| PASSAGE FOR REVIEW |
——————

Update from Friday: one person, the guide, is still critically unstable and under advanced intensive care in Tromsø. It was said today that it was four persons who actually ended up in the water. Some of the group have already returned to Russia via Norway.
Updates from Saturday are in the text, highlighted with bold formatting.
In the late afternoon today (April 27), a group of snow mobile tourists broke through the ice in Tempelfjord. The alarm went close to 18:00. To start with the most important bit of information: all persons seem to be in safety by now, there are reports about three persons being seriously injured. The status of two is described as critical.
It was a group of nine persons including one guide, all of Russian nationality, that broke through the ice in Tempelfjord between Kapp Murdoch and Kapp Schoultz. Shortly after the emergency call, Norwegian SAR forces were on location with helicopters and a coast guard ship and started to rescue persons out of the water. Several persons are now in the hospital in Longyearbyen, planes started from Tromsø with additional medical personnel and equipment and to possibly evacuate patients to the mainland. Update: one is still in critical condition. It is one of the guides, who was in the cold water for almost an hour. He got a cardiac arrest while he was lifted out of the water.
Three persons were reported missing, but it seems that they were quickly rescued by another group, taken to Fredheim, a hut on the southern side of Tempelfjord, and taken care of there.
The group included about 24 persons in total, with several guides, but 11 did not get involved in the actual accident. The group was on the way from Pyramiden to Longyearbyen, as part of a several day long trip organized by Arctic Travel Company Grumant, a Russian tour operator in Barentsburg. The part of the group not directly involved returned to Pyramiden.
Details about the accident are not yet available. The ice in Tempelfjord has become increasingly unreliable in recent years, to the degree that it was more or less absent in some years. In the last couple of weeks, however, it was traversed frequently. Update: the ice was recently crossed by private persons, but major tour operators from Longyearbyen did not cross the ice in Tempelfjord during their tours, or only near the shore. The thickness of the ice in central parts was less than required by common safety routines.
Near Kapp Murdoch, there is a permanent local zone of weakness in the ice. This weak spot, which is locally well known and called Murdoch-råka, had led to accidents before. It is not yet known if this was the site of today’s accident or if it happened somewhere else. Update: the accident did not happen at the Murdoch-råka, but somewhere on a more or less straight line from Kapp Murdoch to Fredheim, closer to the southern side of the fjord, so the Murdoch-hole was definitely not involved.
Tempelfjord with poor ice conditions in April 2014.

——————

| INPUT DATA |
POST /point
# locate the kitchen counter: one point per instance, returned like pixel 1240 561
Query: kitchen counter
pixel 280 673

——————

| WHAT TO WORK ON |
[1] Can you print the portion of the Tempelfjord accident report that begins at the words "Three persons were" and stops after "returned to Pyramiden.", copied word for word?
[2] Which towns and settlements are named in the Tempelfjord accident report? Leave out capes, fjords, huts and countries.

| ANSWERS IN ORDER |
[1]
Three persons were reported missing, but it seems that they were quickly rescued by another group, taken to Fredheim, a hut on the southern side of Tempelfjord, and taken care of there.
The group included about 24 persons in total, with several guides, but 11 did not get involved in the actual accident. The group was on the way from Pyramiden to Longyearbyen, as part of a several day long trip organized by Arctic Travel Company Grumant, a Russian tour operator in Barentsburg. The part of the group not directly involved returned to Pyramiden.

[2]
- Tromsø
- Longyearbyen
- Pyramiden
- Barentsburg